Give the lines starting at the one that contains "Return the exact" and ending at the one that contains "507V499L972 516L968 551ZM969" as a Markdown table with the columns No. and Text, where No. numbers the lines and Text holds each line. Leave out blank lines.

• ENTRIES SHOWN:
☆ ☆ ☆

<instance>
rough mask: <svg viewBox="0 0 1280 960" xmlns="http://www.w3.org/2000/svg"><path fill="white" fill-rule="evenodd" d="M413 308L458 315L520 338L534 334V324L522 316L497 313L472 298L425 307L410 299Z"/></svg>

☆ ☆ ☆

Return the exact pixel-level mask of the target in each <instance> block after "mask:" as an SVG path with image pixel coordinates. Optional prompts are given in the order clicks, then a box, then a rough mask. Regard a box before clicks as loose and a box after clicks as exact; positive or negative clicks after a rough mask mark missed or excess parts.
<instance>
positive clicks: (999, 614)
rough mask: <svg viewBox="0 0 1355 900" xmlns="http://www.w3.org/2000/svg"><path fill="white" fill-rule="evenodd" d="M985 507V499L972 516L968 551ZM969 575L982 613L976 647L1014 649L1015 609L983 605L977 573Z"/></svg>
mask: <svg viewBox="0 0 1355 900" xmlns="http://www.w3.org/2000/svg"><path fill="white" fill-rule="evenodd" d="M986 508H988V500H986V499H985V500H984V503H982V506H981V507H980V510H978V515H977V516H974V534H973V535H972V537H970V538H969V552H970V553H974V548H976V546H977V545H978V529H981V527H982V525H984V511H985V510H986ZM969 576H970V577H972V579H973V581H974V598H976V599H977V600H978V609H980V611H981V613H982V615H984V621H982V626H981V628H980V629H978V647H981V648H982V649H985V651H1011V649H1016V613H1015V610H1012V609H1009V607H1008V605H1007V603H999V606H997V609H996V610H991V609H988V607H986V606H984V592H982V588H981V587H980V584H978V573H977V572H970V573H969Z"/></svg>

☆ ☆ ☆

• EXERCISE RESPONSE:
| No. | Text |
|---|---|
| 1 | Return the exact pixel-level mask of the target in each <instance> block after "mask:" as an SVG path with image pixel coordinates. Optional prompts are given in the order clicks, then a box, then a rough mask. Regard a box before clicks as loose and a box after clicks as exact; positive or negative clicks after a rough mask mark missed or excess parts. |
| 2 | <instance> |
| 3 | positive clicks: (999, 614) |
| 4 | rough mask: <svg viewBox="0 0 1355 900" xmlns="http://www.w3.org/2000/svg"><path fill="white" fill-rule="evenodd" d="M985 507V499L972 516L968 551ZM969 575L982 613L976 647L1014 649L1015 609L983 605L977 573Z"/></svg> |